Brief =
Arrange the lines below as a numbered list, omitting any blank lines.

─── Information given ───

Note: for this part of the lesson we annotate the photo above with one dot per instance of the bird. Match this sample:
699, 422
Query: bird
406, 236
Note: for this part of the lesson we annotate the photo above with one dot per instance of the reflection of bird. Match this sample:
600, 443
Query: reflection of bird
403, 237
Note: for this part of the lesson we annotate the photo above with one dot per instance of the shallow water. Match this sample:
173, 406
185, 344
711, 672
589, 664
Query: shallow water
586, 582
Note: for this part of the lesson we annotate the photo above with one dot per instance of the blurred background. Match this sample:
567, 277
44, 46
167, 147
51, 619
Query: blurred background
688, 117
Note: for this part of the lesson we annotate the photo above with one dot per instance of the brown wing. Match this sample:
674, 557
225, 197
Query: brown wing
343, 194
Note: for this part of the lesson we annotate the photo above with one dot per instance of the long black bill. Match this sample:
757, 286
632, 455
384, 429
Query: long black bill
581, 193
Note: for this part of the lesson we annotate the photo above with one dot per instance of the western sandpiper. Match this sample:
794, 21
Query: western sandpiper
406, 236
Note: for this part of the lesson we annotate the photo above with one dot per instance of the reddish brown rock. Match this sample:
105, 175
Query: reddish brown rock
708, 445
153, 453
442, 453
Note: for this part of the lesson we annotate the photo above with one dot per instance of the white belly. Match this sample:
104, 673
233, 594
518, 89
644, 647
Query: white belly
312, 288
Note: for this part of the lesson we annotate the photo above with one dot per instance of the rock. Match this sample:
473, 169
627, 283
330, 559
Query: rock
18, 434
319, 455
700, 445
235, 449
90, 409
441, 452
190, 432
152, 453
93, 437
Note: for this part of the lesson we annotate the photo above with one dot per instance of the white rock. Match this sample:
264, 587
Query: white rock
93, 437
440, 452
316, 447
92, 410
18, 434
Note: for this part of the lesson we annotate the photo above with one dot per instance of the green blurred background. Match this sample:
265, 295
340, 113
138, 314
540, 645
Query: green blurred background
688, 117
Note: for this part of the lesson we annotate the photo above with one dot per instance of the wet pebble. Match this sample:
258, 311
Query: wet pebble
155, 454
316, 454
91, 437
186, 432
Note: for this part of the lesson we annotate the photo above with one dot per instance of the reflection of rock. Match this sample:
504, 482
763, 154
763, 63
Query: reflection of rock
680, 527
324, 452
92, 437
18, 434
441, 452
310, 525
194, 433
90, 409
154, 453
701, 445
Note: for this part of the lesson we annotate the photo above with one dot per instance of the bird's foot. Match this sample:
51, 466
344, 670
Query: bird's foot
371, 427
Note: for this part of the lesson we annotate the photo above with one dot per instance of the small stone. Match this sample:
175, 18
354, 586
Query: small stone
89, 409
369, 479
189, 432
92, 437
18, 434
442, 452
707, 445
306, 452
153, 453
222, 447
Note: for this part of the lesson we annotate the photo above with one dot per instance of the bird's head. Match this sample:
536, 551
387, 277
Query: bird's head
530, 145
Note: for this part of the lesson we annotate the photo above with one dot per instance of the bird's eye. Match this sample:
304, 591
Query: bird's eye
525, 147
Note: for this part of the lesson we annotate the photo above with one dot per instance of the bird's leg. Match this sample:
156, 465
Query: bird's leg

───

Written answer =
1. Note: for this part of the lesson we annotate the photo above with one dot per instance of the bird. Match this sample:
2. 699, 422
3. Query: bird
4. 406, 236
5. Note: for this part of the lesson we annotate the photo above with one dot per instance of the reflection of bird. Match this sample:
6. 600, 443
7. Query: reflection of bird
8. 403, 237
9. Note: for this part of the lesson we annotate the photo above with one dot per instance of the shallow water. Match this sample:
10. 173, 406
11. 185, 344
12. 711, 672
13. 589, 664
14. Query: shallow water
15. 586, 582
16. Note: for this part of the lesson we annotate the photo above with one dot per instance of the blurred background. Match this sample:
17. 567, 277
18. 44, 46
19. 167, 147
20. 51, 619
21. Query: blurred background
22. 688, 117
23. Note: for this part of the lesson we annotate the photo above with one dot per instance of the brown wing. Match this sample:
24. 674, 557
25. 225, 197
26. Query: brown wing
27. 343, 194
28. Note: for this part of the lesson we annotate the photo above with one dot per instance of the long black bill. Match this sample:
29. 757, 286
30. 632, 455
31. 384, 429
32. Query: long black bill
33. 581, 193
34. Note: for this part of the lesson we annotate the photo above with one dot per instance of the western sandpiper. Match this sample:
35. 794, 21
36. Query: western sandpiper
37. 406, 236
38. Note: for this part of the lesson we annotate the photo above with one dot per instance of the reddish brown rock. Match this sample:
39. 105, 175
40. Query: reddish brown rock
41. 708, 445
42. 153, 453
43. 442, 453
44. Note: for this part of the lesson we annotate the photo above with one dot per instance of the white belly. Match this sample:
45. 104, 673
46. 233, 594
47. 518, 89
48. 644, 647
49. Query: white belly
50. 312, 288
51. Note: for this part of the lesson we annotate the photo above with one dot per instance of the rock. Match this sample:
52. 473, 169
53. 627, 283
54. 330, 559
55. Query: rock
56. 18, 434
57. 319, 455
58. 700, 445
59. 235, 449
60. 90, 409
61. 441, 452
62. 190, 432
63. 152, 453
64. 93, 437
65. Note: for this part of the lesson we annotate the photo above with one dot per instance of the white rock. Match this sample:
66. 264, 587
67. Query: white rock
68. 93, 437
69. 440, 452
70. 316, 447
71. 92, 410
72. 18, 434
73. Note: for this part of the lesson we annotate the photo above with one dot per instance of the green blurred background. Match this sample:
74. 265, 295
75. 340, 113
76. 138, 314
77. 540, 645
78. Query: green blurred background
79. 688, 117
80. Note: for this part of the lesson we annotate the photo above with one dot per instance of the wet pebble. Match this sample:
81. 258, 311
82. Query: wet pebble
83. 155, 454
84. 316, 454
85. 91, 437
86. 186, 432
87. Note: for this part of the lesson we annotate the photo above with one dot per instance of the reflection of rock. Match this sample:
88. 504, 482
89. 763, 154
90. 763, 63
91. Query: reflection of rock
92. 680, 527
93. 324, 452
94. 92, 437
95. 18, 434
96. 441, 452
97. 310, 525
98. 194, 433
99. 90, 409
100. 154, 453
101. 701, 445
102. Note: for this part of the lesson we annotate the photo above with one dot per instance of the bird's foot. Match this sample:
103. 51, 466
104. 344, 670
105. Query: bird's foot
106. 371, 427
107. Note: for this part of the lesson we annotate the photo above with one dot per instance of the small stone. Match this sample:
108. 175, 18
109. 354, 586
110. Query: small stone
111. 89, 409
112. 369, 479
113. 189, 432
114. 92, 437
115. 18, 434
116. 442, 452
117. 707, 445
118. 306, 452
119. 153, 453
120. 222, 447
121. Note: for this part of the lesson we annotate the photo above with one dot per instance of the bird's head. Match this sample:
122. 536, 551
123. 387, 277
124. Query: bird's head
125. 530, 145
126. Note: for this part of the lesson we annotate the photo above with one dot per instance of the bird's eye. Match this sample:
127. 304, 591
128. Query: bird's eye
129. 525, 147
130. Note: for this part of the lesson we annotate the photo above with one dot per instance of the bird's leg. Match this sample:
131. 156, 465
132. Query: bird's leg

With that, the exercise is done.